[Bounding box annotation entries]
* START *
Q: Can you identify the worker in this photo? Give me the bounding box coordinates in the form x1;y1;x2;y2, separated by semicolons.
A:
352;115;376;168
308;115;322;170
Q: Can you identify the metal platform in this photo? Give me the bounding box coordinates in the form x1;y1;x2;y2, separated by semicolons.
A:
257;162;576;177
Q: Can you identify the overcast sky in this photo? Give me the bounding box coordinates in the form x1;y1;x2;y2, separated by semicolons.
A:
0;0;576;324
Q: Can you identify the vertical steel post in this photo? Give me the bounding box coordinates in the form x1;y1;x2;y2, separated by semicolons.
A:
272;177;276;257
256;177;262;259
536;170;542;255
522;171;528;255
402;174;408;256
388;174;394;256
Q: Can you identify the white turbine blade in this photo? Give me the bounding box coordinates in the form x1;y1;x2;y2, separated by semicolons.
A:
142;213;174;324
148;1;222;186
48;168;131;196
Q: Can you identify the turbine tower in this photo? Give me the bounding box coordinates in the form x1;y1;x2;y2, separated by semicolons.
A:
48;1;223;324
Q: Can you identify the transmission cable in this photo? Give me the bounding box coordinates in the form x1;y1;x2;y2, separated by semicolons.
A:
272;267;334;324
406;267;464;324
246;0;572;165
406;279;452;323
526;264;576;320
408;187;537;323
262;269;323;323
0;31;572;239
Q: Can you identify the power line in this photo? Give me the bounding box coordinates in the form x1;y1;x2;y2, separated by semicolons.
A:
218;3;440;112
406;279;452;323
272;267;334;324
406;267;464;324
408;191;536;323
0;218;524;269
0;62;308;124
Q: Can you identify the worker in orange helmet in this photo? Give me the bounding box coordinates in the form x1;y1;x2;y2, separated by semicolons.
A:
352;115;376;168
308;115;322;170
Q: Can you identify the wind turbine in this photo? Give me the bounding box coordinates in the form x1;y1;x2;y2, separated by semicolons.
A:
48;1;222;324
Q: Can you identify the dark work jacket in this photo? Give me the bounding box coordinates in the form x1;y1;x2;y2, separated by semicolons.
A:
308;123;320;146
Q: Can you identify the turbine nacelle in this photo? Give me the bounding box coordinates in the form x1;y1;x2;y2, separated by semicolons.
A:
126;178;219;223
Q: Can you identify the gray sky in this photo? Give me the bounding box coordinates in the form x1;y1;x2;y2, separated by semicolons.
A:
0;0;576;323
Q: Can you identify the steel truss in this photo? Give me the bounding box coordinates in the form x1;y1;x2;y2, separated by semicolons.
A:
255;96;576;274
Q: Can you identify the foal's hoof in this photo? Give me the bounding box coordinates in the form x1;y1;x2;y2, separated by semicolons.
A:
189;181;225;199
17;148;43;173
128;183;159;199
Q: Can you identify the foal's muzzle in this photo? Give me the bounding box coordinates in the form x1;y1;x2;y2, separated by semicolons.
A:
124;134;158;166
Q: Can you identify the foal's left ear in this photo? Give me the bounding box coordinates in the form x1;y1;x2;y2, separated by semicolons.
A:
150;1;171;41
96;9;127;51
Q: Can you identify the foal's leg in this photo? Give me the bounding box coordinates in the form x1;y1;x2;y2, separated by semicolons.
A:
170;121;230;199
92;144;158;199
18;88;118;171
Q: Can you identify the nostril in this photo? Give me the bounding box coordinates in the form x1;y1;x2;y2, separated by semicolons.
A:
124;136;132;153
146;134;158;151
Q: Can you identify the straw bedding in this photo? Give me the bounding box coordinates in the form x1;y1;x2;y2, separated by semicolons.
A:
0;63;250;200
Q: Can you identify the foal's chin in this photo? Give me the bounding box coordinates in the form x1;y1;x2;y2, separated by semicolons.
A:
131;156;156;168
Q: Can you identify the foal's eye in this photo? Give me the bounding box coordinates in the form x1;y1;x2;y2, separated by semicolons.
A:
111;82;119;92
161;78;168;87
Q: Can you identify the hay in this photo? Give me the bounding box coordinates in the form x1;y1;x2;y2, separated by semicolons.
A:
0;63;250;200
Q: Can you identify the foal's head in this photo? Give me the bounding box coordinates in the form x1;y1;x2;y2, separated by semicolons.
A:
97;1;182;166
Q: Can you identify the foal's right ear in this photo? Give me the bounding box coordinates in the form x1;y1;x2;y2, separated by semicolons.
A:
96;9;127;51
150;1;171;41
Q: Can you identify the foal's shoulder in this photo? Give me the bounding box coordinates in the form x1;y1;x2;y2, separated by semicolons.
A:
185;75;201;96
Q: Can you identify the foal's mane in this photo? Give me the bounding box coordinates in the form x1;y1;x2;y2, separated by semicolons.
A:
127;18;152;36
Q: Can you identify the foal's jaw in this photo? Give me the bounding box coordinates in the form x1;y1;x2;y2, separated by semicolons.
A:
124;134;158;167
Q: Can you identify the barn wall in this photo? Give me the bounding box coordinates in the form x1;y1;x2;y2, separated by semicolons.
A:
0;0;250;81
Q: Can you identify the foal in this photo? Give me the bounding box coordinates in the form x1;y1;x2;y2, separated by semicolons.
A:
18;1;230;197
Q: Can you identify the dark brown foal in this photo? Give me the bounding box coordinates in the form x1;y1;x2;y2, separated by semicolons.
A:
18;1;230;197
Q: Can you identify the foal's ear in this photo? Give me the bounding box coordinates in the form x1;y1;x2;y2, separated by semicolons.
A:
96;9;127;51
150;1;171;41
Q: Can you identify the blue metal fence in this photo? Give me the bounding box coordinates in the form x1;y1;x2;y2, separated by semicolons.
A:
* END *
Given instruction
Give back the lines above exactly, from the one with "Q: Can you identify the foal's jaw" through the last line.

Expected answer
Q: Can you identify the foal's jaw in this photo? Give me the bounding box coordinates in the form x1;y1;x2;y2, separated by semicolons.
A:
124;134;158;167
Q: Can you identify the barn wall in this photo? Give me the bounding box coordinates in the form x1;y1;x2;y2, separated by semicolons.
A:
0;0;250;81
Q: Can you identify the foal in this photo? Give me the bounding box coordinates in the form x1;y1;x2;y2, separated by semicolons.
A:
18;1;230;197
Q: Can you identify the dark brown foal in this photo? Give me the bounding box coordinates in the form x1;y1;x2;y2, separated by semicolons.
A:
18;1;230;197
Q: Can you identify the foal's ear in this photo? Give me the bounding box coordinates in the form x1;y1;x2;y2, separated by semicolons.
A:
96;9;127;51
150;1;171;41
Q: Can you identify the blue metal fence in this photo? Give me the bounding box coordinates in the form x1;y1;x2;y2, separated by semicolons.
A:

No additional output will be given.